■ Task to carry out:
Reproduce the records word for word, from the first line to the line containing "482V477L104 463H90L82 469L83".

(Collected data)
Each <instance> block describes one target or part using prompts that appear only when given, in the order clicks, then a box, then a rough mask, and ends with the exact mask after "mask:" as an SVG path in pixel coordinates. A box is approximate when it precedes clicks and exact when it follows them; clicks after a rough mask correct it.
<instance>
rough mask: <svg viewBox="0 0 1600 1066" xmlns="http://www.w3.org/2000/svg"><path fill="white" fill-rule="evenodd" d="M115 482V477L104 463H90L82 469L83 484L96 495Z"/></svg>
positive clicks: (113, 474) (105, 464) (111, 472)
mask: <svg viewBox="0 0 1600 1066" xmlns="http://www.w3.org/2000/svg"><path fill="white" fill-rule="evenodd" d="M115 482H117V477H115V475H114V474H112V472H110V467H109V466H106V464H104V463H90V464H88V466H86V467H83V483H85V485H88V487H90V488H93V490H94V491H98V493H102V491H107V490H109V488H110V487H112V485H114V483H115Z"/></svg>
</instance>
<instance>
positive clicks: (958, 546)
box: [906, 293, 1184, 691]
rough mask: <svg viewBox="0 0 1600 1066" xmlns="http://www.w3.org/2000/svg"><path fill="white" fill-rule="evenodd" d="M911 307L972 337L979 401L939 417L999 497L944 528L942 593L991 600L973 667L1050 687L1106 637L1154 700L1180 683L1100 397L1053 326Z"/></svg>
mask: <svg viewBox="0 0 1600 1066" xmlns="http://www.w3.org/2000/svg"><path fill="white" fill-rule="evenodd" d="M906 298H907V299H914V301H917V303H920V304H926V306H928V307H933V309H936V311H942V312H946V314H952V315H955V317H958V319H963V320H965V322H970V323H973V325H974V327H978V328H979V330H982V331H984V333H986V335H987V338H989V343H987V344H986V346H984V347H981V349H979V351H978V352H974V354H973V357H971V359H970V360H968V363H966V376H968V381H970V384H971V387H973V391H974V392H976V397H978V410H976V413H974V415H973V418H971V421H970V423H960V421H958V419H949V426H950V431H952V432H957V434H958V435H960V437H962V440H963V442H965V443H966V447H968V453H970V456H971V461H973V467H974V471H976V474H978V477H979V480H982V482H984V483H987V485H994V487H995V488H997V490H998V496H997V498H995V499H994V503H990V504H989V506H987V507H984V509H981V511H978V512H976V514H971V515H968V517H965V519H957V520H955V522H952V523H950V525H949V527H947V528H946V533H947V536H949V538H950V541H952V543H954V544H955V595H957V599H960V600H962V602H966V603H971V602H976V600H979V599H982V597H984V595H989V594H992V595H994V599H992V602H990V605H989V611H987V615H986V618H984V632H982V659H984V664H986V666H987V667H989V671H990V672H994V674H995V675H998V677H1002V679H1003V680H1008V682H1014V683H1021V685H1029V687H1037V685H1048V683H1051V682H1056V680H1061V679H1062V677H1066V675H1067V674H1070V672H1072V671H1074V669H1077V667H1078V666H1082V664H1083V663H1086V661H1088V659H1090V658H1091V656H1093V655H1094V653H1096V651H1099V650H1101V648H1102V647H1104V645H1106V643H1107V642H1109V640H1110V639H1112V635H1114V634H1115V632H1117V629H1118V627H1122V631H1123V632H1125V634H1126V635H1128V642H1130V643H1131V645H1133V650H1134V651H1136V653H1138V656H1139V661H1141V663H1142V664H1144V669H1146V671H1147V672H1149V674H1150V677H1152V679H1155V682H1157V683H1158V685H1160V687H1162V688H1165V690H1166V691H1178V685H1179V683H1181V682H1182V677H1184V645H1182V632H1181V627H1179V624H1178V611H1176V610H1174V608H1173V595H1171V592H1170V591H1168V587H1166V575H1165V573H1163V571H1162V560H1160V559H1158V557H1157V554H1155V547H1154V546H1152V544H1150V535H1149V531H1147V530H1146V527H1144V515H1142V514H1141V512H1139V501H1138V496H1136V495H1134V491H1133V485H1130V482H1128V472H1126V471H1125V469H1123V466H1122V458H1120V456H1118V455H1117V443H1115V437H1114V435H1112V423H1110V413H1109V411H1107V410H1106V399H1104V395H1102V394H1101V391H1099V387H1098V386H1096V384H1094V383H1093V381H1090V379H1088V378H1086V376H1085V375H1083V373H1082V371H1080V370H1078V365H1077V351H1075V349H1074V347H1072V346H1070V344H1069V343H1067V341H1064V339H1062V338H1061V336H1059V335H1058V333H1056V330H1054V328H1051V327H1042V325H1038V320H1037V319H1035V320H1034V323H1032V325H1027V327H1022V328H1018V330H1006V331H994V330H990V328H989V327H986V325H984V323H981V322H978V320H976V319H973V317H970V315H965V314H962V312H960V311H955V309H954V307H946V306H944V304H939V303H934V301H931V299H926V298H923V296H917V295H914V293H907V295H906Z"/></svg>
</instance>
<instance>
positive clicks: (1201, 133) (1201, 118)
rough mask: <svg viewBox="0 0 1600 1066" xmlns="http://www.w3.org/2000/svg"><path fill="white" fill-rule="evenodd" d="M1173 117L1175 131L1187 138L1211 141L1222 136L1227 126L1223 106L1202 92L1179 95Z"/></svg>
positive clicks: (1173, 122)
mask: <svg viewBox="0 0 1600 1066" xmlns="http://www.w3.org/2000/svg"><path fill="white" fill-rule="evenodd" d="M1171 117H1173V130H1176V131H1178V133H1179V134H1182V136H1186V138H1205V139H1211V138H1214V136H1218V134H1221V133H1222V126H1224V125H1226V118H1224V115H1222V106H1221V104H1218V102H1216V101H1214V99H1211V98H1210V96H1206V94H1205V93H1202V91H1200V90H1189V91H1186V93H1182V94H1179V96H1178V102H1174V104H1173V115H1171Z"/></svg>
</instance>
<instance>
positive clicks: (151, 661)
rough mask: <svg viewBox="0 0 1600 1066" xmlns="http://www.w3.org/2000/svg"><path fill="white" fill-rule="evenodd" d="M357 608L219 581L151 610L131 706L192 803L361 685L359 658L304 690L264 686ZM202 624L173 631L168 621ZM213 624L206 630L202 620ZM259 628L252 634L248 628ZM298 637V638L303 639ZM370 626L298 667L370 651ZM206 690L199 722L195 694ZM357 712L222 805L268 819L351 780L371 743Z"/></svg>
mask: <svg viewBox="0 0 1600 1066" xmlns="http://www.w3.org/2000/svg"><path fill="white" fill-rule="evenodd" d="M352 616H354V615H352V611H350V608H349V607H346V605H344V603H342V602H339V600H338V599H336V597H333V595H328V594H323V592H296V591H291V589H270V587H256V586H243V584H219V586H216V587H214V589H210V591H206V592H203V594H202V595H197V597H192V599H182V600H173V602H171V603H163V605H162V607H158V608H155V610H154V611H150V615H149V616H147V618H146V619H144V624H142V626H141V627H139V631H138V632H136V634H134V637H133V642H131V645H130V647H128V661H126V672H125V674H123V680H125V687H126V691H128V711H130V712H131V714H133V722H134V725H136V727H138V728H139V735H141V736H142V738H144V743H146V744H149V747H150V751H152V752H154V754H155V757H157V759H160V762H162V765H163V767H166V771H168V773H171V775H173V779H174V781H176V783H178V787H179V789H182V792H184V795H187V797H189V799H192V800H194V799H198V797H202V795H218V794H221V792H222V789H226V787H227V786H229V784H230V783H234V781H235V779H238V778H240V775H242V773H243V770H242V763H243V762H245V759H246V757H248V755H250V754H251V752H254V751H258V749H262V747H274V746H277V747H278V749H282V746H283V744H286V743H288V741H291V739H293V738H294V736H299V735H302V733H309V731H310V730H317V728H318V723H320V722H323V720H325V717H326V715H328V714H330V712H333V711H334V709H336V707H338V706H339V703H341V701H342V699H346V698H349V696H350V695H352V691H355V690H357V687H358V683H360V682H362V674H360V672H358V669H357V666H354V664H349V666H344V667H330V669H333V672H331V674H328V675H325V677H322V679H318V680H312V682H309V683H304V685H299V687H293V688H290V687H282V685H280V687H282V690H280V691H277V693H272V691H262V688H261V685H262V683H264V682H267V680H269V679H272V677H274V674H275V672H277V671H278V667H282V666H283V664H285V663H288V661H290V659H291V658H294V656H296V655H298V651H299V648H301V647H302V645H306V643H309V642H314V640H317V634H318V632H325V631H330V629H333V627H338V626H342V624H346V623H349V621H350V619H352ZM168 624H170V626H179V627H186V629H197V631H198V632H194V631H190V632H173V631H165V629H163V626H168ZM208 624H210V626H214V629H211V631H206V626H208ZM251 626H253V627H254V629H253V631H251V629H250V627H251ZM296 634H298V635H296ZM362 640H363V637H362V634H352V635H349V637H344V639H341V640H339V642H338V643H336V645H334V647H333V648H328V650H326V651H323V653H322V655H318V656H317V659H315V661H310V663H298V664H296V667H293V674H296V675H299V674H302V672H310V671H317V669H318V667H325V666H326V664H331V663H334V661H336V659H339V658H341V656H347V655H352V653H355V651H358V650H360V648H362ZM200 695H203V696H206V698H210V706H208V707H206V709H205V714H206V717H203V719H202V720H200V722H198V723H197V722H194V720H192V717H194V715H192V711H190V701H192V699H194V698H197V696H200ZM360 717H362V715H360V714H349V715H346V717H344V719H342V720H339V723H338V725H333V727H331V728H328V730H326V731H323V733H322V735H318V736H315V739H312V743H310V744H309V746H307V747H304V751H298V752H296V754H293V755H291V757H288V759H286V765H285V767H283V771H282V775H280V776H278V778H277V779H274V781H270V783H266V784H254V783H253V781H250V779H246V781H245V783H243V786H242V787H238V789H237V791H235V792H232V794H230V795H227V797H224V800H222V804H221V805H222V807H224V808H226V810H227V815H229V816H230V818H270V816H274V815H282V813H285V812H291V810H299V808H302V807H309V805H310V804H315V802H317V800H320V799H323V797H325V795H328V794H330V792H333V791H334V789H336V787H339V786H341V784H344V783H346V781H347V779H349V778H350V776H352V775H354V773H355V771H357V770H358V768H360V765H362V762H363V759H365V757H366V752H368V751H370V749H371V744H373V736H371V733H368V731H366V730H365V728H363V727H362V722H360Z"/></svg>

■ Solution to the problem:
Each <instance> block describes one target or part using prompts that appear only when given, in the order clicks, then a box, then a rough mask, and ends with the exact mask after "mask:" as an SVG path in pixel coordinates. A box is approximate when it precedes clicks and exact when it follows them; clicks after a rough mask correct it.
<instance>
rough mask: <svg viewBox="0 0 1600 1066" xmlns="http://www.w3.org/2000/svg"><path fill="white" fill-rule="evenodd" d="M115 482V477L104 463H90L82 469L83 484L96 495Z"/></svg>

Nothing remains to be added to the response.